Page excerpt ->
********************

I would like to give the scientist who asked me the question a simple test, so my thinking was to give them a prediction interval for the mean $\bar y$ of the sample of size m. We can let the null hypothesis be that they are from the same population, and alternative hypothesis that they are not. Under the null hypothesis, $(\bar x − \bar y)/(σ \sqrt{1/n+1/m})∼N(0,1)$, where $σ^2$ is the variance of our initial population. However, as usual, we don't know $σ^2$. The standard thing to do here would be to use the t-distribution, take a weighted mean of the sample variances of the $x$'s and $y$'s as an estimate for $σ^2$, and take n+m−2 as the degrees of freedom.

********************

What is expected -> Write the next part of the post about testing whether a new sample comes from the same population, picking up right after its final sentence.

Dataset section ->
********************

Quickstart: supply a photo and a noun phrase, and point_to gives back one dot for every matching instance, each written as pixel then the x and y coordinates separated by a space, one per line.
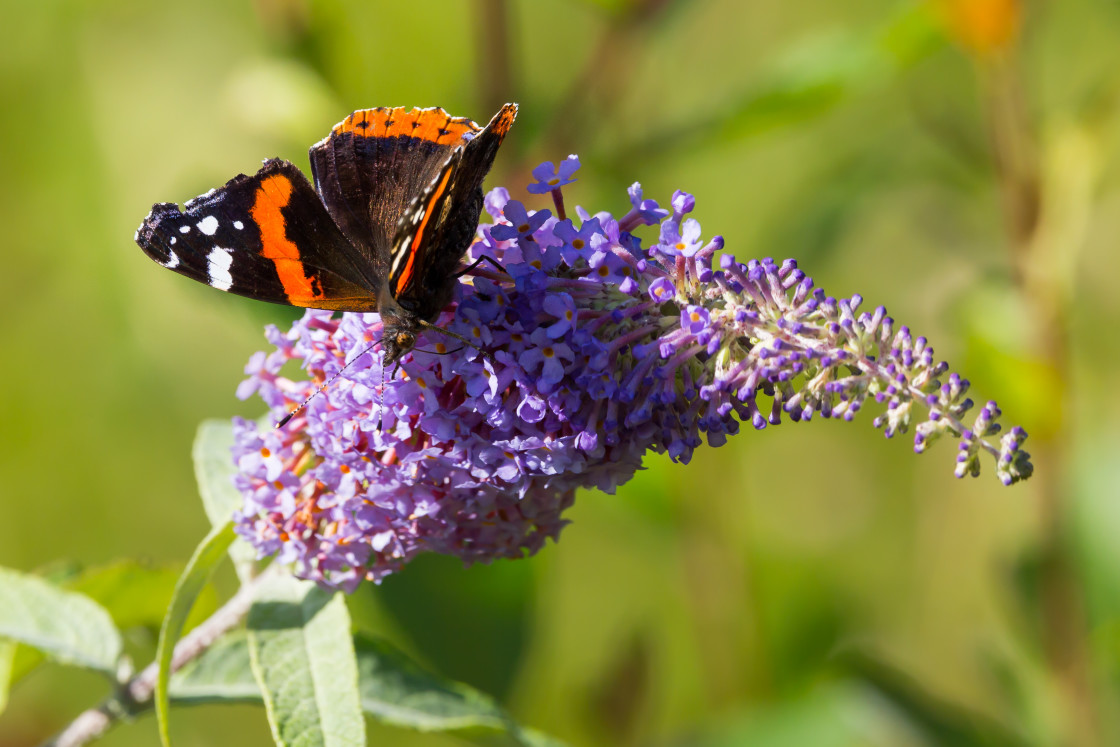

********************

Exercise response ->
I don't want to do that, though, since in fact in this situation there will be many possible populations that the sample could be from and I want the test to be simple (i.e. not require him to calculate the variance of the $y$'s, take the weighted means of the variances, calculate the degrees of freedom, put everything in the t distribution, etc.), so what I want to do is to give him a prediction interval for $\bar y¯$ for each population which is calculated without use of the sample variance of $y_1,…,y_m$. My thinking is to simply use $s^2$, the sample variance of the $x$'s, as an estimate for the variance $σ^2$, and then approximately $bar x−\bar y)/(s \sqrt{1/n+1/m})∼t_r$. My question then is, what is the degrees of freedom $r$? My feeling is that n+m−2 is too optimistic, because $s^2$ was calculated with a sample of size only n, and that therefore n−1 is the correct value. This seems basically to agree with what is done in Chapter 2 of "Predictive Inference: An Introduction" by Geisser, except that there only m=1 is done in this fashion, and the rest is somewhat different.

Has anyone seen this question before? A reference would be great.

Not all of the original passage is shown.